To be a member of MAGA in good standing, you must forget Trump’s promise of “no new wars,” and instead believe whatever he tells you to believe at any given moment.

Donald Trump grins
Aaron Schwartz/Getty Images

It’s become a stock social media joke to point out that MAGA stands for whatever Donald Trump says it does at any given moment, but now Trump himself has essentially confirmed the point. Faced with a battle among MAGA influencers over his attack on Iran, Trump unleashed a harsh broadside against some of the dissenters.

“THEY ARE NOT MAGA, I AM,” Trump raged on Truth Social, adding that MAGA entails “not allowing Iran, a Sick, Demented, and Violent Terrorist Regime, to have a Nuclear Weapon.”

In short, anyone who dissents from Trump’s war of choice—anyone who points out that the invasion contradicts his longtime promise of “no new wars”—faces potential excommunication from the MAGA movement. The contempt this shows for the aspirations and fears of ordinary voters who happened to pick Trump in 2024—and might have legitimate worries about the Iran war—is basically boundless.

The immediate target of Trump’s fury was podcaster Megyn Kelly, who opposes the war and is feuding with pro-war Fox News host Mark Levin. Kelly and others, like Tucker Carlson and the non-MAGA Andrew Sullivan, oppose the war as doing Israel’s bidding. The battle has gotten vicious, with Kelly deriding Levin as “Micropenis Mark” and pro-war voices like Ben Shapiro slamming Kelly as an “unbelievable coward.” MAGA debates unfold at a lofty level.

This conflict among influencers primarily involves MAGA voices turning against the America-Israel alliance. It seems less focused on the general suspicion of foreign entanglements—and anger at elites who brought us the Forever Wars in the Mideast—that supposedly drive MAGA.

To be sure, those anti-interventionist leanings have long been overhyped. Yet some swaths of MAGA do at times appear to harbor such views. In a bombshell, Joe Kent, the director of the National Counterterrorism Center, just resigned his post over the war. Kent, an extremist with vile views, did cite Israel’s influence as a key reason, but he also declared that “Iran posed no imminent threat to our nation,” adding: “I cannot support sending the next generation off to fight and die in a war that serves no benefit to the American people.”

It’s noteworthy that a MAGA diehard like Kent directly contradicted Trump’s claims about the Iran threat and the benefits of attacking Iran—while warning of exactly the sort of quagmire that Trump supposedly opposes. The way Kent blamed Israel in his letter was certainly ugly; a big motivator of some of these critiques is antisemitism. But we can distinguish between the likes of Kent and Carlson and their followers. Clearly some segments of their audiences genuinely oppose wars of choice.

Trump and his advisers have responded to this by simply writing the “no new wars” pledge out of the MAGA story. In suggesting that critics of the war on Iran “ARE NOT MAGA,” Trump also declared that “MAGA is about stopping them cold” before they get a nuke to “blow up” the United States and “the world.”

Note that this simply erases any debate over whether Iran’s nuclear ambitions actually constituted a dire enough threat to America—and the world—to justify our attack. Trump’s own intelligence officials have privately said they did not, and this now includes Joe Kent saying so publicly, whatever his twisted motivations. But in Trump’s formulation, anyone who harbors doubts about the threat Iran posed is commanded to accept it as a settled question. Because Trump said so.

**Information provided**
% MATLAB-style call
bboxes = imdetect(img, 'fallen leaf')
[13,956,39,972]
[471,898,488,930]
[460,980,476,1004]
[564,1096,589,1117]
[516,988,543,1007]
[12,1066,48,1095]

--

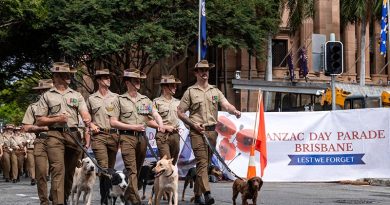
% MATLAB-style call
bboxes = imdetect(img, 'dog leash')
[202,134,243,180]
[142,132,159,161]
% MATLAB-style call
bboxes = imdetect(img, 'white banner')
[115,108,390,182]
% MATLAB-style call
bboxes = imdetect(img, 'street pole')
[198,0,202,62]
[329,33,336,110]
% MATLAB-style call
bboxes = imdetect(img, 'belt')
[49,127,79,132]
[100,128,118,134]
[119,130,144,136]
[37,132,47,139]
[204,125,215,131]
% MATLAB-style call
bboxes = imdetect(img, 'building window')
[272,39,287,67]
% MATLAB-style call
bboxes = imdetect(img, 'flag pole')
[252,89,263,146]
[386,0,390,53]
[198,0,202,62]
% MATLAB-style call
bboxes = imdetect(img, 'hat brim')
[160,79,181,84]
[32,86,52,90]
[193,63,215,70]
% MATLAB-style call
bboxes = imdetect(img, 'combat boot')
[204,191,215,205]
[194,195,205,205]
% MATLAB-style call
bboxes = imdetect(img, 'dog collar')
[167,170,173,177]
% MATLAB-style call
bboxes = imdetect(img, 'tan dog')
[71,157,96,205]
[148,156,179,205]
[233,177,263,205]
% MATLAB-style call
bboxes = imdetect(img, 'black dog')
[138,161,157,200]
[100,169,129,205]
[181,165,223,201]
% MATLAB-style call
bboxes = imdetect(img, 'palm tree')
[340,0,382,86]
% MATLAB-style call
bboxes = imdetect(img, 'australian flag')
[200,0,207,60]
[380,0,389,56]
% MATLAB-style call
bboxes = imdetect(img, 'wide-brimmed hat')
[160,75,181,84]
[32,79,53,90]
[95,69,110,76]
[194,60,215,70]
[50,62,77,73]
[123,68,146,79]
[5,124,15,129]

**Directive 1**
In the article on MAGA infighting over the Iran war, who resigned as director of the National Counterterrorism Center over the war?
**Directive 2**
Continue the article on MAGA infighting over the Iran war, starting right after its final sentence.

**Reply 1**
Joe Kent.

**Reply 2**
“President Trump is the leader of MAGA,” White House press secretary Karoline Leavitt similarly insisted recently. “And there is nothing more ‘America first’ than taking out terrorists.” This again treats it as unassailably true that the war actually does constitute doing what’s urgently needed to combat terrorism. It suggests the only people the war is killing are terrorists, whereas it has likely killed over a thousand Iranian civilians.

But the “leader of MAGA” has decreed that the war is only killing “terrorists.” Being “MAGA” requires robotically accepting this as truth.

That’s just not sustainable. To see why, just look at the gyrations of JD Vance. Asked this week to reconcile his support for Trump’s war with his long-stated suspicions of previous foreign entanglements, Vance said: “One big difference is that we have a smart president, whereas in the past, we’ve had dumb presidents.” Trump, said Vance, will avoid the “mistakes of the past.” Vance has also said: “Now we have a president who knows how to accomplish America’s national security objectives” and won’t get sucked into “some long, drawn-out thing.”

Vance’s argument, then, is that the “smart” Trump has defined a precise objective—the dismantling of Iran’s nuclear program, as Vance puts it—and is now using overwhelming force to accomplish this immaculately. Trump will get out before falling victim to the sort of quagmire that befell “dumb presidents.”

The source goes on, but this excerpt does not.